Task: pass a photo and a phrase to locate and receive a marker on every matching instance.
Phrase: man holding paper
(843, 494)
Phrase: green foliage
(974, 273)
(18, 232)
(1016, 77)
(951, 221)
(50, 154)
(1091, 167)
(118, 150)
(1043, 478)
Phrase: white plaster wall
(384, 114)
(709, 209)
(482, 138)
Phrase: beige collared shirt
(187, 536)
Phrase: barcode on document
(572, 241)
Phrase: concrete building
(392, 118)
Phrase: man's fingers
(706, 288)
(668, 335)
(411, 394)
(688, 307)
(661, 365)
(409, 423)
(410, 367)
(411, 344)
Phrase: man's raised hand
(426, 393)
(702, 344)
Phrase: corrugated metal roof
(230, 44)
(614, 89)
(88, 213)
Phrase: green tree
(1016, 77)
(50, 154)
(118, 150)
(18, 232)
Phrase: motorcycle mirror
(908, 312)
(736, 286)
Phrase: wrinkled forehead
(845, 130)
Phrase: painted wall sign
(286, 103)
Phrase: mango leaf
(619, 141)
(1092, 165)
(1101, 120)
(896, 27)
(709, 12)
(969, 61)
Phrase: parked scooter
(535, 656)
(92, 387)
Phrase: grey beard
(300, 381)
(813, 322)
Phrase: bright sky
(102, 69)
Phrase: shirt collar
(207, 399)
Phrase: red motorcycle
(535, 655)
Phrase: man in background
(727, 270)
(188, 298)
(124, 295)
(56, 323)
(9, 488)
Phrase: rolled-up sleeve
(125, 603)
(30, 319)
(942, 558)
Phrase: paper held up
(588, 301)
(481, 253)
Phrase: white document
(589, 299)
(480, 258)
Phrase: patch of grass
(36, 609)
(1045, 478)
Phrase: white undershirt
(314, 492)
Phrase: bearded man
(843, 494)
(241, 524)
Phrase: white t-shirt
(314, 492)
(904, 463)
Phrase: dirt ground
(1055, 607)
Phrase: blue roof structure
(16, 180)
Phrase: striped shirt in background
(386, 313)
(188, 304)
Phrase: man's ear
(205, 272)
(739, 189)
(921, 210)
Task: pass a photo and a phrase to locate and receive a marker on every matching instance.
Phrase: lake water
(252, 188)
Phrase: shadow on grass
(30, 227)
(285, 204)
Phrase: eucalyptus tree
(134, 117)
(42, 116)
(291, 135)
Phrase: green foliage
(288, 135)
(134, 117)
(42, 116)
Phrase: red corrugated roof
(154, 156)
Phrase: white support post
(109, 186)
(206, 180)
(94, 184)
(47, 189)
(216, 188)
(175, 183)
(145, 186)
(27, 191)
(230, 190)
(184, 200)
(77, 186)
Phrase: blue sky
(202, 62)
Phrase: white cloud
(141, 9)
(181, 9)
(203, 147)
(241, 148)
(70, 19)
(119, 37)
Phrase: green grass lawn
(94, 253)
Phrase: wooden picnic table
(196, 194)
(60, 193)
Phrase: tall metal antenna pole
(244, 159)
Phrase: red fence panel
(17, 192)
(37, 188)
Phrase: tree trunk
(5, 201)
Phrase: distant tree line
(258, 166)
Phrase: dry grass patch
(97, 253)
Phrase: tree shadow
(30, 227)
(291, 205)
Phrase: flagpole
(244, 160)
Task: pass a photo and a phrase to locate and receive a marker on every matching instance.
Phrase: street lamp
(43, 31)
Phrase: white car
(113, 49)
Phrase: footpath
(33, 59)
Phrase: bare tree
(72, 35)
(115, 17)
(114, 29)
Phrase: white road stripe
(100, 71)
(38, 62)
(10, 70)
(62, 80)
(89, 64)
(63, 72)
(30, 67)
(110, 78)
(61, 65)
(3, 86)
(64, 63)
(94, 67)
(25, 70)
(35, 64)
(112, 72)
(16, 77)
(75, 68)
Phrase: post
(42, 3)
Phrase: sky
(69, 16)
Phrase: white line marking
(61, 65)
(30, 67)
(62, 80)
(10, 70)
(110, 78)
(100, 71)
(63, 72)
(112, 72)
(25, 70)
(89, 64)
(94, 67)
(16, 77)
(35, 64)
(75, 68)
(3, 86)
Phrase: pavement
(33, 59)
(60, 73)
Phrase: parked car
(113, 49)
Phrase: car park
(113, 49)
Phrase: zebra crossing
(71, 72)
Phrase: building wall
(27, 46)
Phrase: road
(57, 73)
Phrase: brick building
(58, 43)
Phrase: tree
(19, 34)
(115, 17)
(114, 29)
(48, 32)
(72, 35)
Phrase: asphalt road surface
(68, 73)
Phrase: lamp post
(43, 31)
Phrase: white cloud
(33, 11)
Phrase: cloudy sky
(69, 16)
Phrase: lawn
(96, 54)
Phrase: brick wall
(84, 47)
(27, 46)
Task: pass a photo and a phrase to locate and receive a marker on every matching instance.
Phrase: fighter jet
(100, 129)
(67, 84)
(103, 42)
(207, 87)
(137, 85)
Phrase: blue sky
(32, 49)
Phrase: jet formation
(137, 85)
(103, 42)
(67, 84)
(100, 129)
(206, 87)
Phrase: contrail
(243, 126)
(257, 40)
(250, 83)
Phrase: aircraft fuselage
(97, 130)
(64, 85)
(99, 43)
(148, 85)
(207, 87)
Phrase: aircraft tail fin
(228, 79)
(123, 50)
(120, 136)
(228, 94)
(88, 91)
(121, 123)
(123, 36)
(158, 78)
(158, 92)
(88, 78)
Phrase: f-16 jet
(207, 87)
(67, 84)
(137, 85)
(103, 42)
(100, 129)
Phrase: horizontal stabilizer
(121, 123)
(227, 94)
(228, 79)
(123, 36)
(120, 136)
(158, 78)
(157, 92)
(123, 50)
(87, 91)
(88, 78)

• _TASK DIRECTIONS_: Rewrite the records above, swapping each "marker" for "point" and leaving everything else unchanged.

• _CORRECT RESULT_:
Task: pass a photo and a phrase to locate and receive a point on every matching instance.
Phrase: man holding paper
(843, 494)
Phrase: green foliage
(974, 273)
(18, 232)
(1016, 77)
(951, 221)
(50, 154)
(1091, 167)
(118, 150)
(1043, 478)
Phrase: white plaster wall
(384, 114)
(709, 209)
(482, 138)
Phrase: beige collared shirt
(187, 536)
Phrase: barcode on document
(572, 241)
Phrase: concrete building
(392, 118)
Phrase: man's fingers
(706, 288)
(668, 335)
(411, 394)
(688, 307)
(661, 365)
(409, 423)
(410, 367)
(411, 344)
Phrase: man's raised hand
(426, 393)
(702, 344)
Phrase: corrugated metal roof
(230, 44)
(614, 89)
(88, 213)
Phrase: green tree
(1016, 77)
(50, 154)
(118, 150)
(18, 232)
Phrase: motorcycle mirror
(908, 312)
(736, 286)
Phrase: wrinkled forehead
(845, 130)
Phrase: painted wall sign
(286, 103)
Phrase: mango leaf
(619, 141)
(1092, 165)
(1101, 120)
(896, 27)
(709, 12)
(969, 61)
Phrase: parked scooter
(535, 656)
(92, 387)
Phrase: grey beard
(300, 381)
(813, 322)
Phrase: bright sky
(102, 69)
Phrase: shirt collar
(207, 399)
Phrase: red motorcycle
(535, 655)
Phrase: man in background
(727, 270)
(188, 298)
(124, 295)
(56, 323)
(9, 488)
Phrase: rolled-up sleeve
(125, 603)
(30, 319)
(942, 558)
Phrase: paper held up
(588, 301)
(481, 253)
Phrase: white document
(589, 299)
(480, 258)
Phrase: patch of grass
(36, 609)
(1045, 478)
Phrase: white undershirt
(314, 492)
Phrase: bearded man
(843, 494)
(241, 524)
Phrase: white t-shirt
(314, 492)
(904, 463)
Phrase: dirt ground
(1055, 607)
Phrase: blue roof structure
(16, 180)
Phrase: striped shirt in background
(386, 313)
(188, 304)
Phrase: man's ear
(205, 272)
(739, 189)
(921, 210)
Task: pass a photo and a phrase to locate and receive a point on every matching instance.
Phrase: lake water
(252, 188)
Phrase: shadow on grass
(30, 227)
(285, 204)
Phrase: eucalyptus tree
(134, 117)
(42, 116)
(291, 135)
Phrase: green foliage
(288, 135)
(134, 117)
(42, 116)
Phrase: red corrugated roof
(154, 156)
Phrase: white support post
(109, 186)
(206, 180)
(94, 184)
(47, 189)
(216, 188)
(175, 183)
(145, 186)
(27, 191)
(230, 190)
(184, 200)
(77, 186)
Phrase: blue sky
(202, 62)
Phrase: white cloud
(141, 9)
(181, 9)
(203, 147)
(241, 148)
(70, 19)
(119, 37)
Phrase: green grass lawn
(94, 253)
Phrase: wooden picnic table
(196, 194)
(60, 193)
Phrase: tall metal antenna pole
(244, 159)
Phrase: red fence panel
(17, 192)
(37, 188)
Phrase: tree trunk
(5, 201)
Phrase: distant tree line
(258, 166)
Phrase: dry grass patch
(97, 253)
Phrase: tree shadow
(30, 227)
(291, 205)
Phrase: flagpole
(244, 160)
Task: pass a photo and a phrase to locate and receive a point on every matching instance.
Phrase: street lamp
(43, 31)
Phrase: white car
(113, 49)
Phrase: footpath
(33, 59)
Phrase: bare tree
(72, 35)
(115, 17)
(114, 29)
Phrase: white road stripe
(100, 71)
(38, 62)
(10, 70)
(62, 80)
(89, 64)
(63, 72)
(30, 67)
(110, 78)
(61, 65)
(3, 86)
(64, 63)
(94, 67)
(25, 70)
(35, 64)
(112, 72)
(16, 77)
(75, 68)
Phrase: post
(42, 3)
Phrase: sky
(69, 16)
Phrase: white line marking
(61, 65)
(30, 67)
(62, 80)
(10, 70)
(110, 78)
(100, 71)
(63, 72)
(112, 72)
(25, 70)
(89, 64)
(94, 67)
(16, 77)
(35, 64)
(75, 68)
(3, 86)
Phrase: pavement
(33, 59)
(60, 73)
Phrase: parked car
(113, 49)
Phrase: car park
(113, 49)
Phrase: zebra crossing
(71, 72)
Phrase: building wall
(27, 46)
Phrase: road
(57, 73)
Phrase: brick building
(58, 43)
Phrase: tree
(19, 34)
(115, 17)
(114, 29)
(48, 32)
(72, 35)
Phrase: asphalt road surface
(68, 73)
Phrase: lamp post
(43, 31)
Phrase: white cloud
(33, 11)
Phrase: cloudy sky
(69, 16)
Phrase: lawn
(96, 54)
Phrase: brick wall
(84, 47)
(27, 46)
Task: pass a photo and a phrase to locate and receive a point on every matching instance.
Phrase: fighter jet
(100, 129)
(67, 84)
(103, 42)
(207, 87)
(137, 85)
Phrase: blue sky
(32, 49)
Phrase: jet formation
(137, 85)
(103, 42)
(67, 84)
(100, 129)
(206, 87)
Phrase: contrail
(243, 126)
(257, 40)
(250, 83)
Phrase: aircraft fuselage
(97, 130)
(64, 85)
(99, 43)
(148, 85)
(207, 87)
Phrase: aircraft tail fin
(228, 79)
(123, 50)
(120, 136)
(228, 94)
(88, 91)
(121, 123)
(123, 36)
(158, 78)
(158, 92)
(88, 78)
Phrase: f-16 jet
(207, 87)
(67, 84)
(137, 85)
(103, 42)
(100, 129)
Phrase: horizontal stabilizer
(121, 123)
(227, 94)
(228, 79)
(123, 36)
(120, 136)
(158, 78)
(157, 92)
(123, 50)
(87, 91)
(88, 78)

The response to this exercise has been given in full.